*PROBLEM:*
Pull out every line below that contains the string "tower". The match is case-sensitive.

*Picture region annotation data:*
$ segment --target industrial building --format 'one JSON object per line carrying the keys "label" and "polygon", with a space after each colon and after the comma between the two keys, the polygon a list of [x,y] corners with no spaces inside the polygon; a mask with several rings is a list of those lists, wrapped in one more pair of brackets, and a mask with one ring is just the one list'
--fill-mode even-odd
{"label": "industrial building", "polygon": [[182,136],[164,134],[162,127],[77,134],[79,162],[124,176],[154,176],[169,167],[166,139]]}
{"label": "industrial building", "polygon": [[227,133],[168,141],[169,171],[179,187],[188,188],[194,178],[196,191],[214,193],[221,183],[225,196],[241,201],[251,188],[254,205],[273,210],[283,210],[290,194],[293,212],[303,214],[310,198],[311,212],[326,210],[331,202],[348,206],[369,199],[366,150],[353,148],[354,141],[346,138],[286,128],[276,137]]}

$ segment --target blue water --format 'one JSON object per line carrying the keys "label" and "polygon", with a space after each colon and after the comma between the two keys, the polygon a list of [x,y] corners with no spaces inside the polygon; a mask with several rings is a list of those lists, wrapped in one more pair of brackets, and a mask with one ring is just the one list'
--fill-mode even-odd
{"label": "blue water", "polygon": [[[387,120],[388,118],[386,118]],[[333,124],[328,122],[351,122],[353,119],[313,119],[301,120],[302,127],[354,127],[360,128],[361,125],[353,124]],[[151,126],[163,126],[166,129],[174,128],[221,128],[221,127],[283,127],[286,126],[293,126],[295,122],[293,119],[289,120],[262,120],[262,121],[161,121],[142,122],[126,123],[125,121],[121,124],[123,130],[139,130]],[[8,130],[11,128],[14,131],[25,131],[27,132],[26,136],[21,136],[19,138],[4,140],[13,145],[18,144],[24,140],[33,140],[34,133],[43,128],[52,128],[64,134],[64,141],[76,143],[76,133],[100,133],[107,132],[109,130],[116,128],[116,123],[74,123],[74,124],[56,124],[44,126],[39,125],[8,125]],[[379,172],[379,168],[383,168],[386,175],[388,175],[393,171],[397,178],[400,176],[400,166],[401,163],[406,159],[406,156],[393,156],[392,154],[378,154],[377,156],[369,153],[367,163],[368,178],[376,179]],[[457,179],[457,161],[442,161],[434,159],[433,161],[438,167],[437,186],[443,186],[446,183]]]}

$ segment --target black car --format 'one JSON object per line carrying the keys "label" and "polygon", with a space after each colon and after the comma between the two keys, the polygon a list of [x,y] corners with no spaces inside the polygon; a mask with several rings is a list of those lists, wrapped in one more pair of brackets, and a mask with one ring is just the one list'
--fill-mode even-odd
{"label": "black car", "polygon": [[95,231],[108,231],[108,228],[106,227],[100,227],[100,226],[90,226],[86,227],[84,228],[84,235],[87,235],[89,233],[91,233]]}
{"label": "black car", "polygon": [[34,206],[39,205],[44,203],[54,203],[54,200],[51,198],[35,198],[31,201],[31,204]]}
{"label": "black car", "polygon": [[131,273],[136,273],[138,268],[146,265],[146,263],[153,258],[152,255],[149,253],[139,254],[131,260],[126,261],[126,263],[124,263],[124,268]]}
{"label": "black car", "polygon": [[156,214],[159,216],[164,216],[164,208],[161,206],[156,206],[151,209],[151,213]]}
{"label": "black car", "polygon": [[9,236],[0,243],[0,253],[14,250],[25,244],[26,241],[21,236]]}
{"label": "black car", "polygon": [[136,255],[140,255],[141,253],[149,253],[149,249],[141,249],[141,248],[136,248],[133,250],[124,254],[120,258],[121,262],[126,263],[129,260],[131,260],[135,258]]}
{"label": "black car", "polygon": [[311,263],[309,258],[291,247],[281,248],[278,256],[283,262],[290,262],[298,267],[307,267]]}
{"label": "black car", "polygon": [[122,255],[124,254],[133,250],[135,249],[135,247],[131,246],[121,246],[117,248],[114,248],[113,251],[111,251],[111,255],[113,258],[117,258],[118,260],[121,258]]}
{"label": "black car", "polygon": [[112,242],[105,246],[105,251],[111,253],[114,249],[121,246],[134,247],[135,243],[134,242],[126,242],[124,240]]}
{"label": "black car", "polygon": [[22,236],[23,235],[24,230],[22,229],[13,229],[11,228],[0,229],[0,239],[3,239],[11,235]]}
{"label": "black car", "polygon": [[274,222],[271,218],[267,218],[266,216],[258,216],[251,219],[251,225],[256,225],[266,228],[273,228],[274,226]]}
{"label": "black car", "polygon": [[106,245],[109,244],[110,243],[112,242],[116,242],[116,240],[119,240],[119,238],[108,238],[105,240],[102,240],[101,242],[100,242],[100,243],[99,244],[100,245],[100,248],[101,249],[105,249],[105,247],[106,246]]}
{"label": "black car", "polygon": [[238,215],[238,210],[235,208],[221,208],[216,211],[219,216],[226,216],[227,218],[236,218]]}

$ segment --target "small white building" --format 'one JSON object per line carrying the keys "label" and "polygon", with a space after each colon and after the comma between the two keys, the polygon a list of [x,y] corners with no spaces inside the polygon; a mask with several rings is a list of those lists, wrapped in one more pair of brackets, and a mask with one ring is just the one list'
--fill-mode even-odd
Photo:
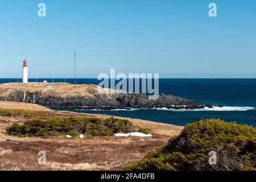
{"label": "small white building", "polygon": [[25,59],[23,61],[23,65],[22,67],[23,68],[23,83],[28,82],[28,67],[27,67],[27,61]]}

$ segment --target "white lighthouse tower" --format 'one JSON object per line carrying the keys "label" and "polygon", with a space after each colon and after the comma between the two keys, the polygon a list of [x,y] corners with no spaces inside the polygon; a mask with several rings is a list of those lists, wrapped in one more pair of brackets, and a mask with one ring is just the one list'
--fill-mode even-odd
{"label": "white lighthouse tower", "polygon": [[28,72],[28,67],[27,67],[27,61],[25,59],[23,61],[23,66],[22,67],[23,68],[23,83],[27,83],[28,81],[28,77],[27,77],[27,72]]}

*RIGHT ANSWER:*
$ segment --target "white lighthouse tower" --format 'one JSON object per line carrying the keys "label" and "polygon", with a space after each colon and after the comma between the two keys, the polygon a list of [x,y] corners with no spaces inside the polygon; a mask with several rings is a list of those lists, wrapped in one more pair of brackets, and a mask with one ring is just the one list'
{"label": "white lighthouse tower", "polygon": [[28,72],[28,67],[27,67],[27,61],[25,59],[23,61],[23,66],[22,67],[23,68],[23,83],[27,83],[28,81],[28,77],[27,77],[27,72]]}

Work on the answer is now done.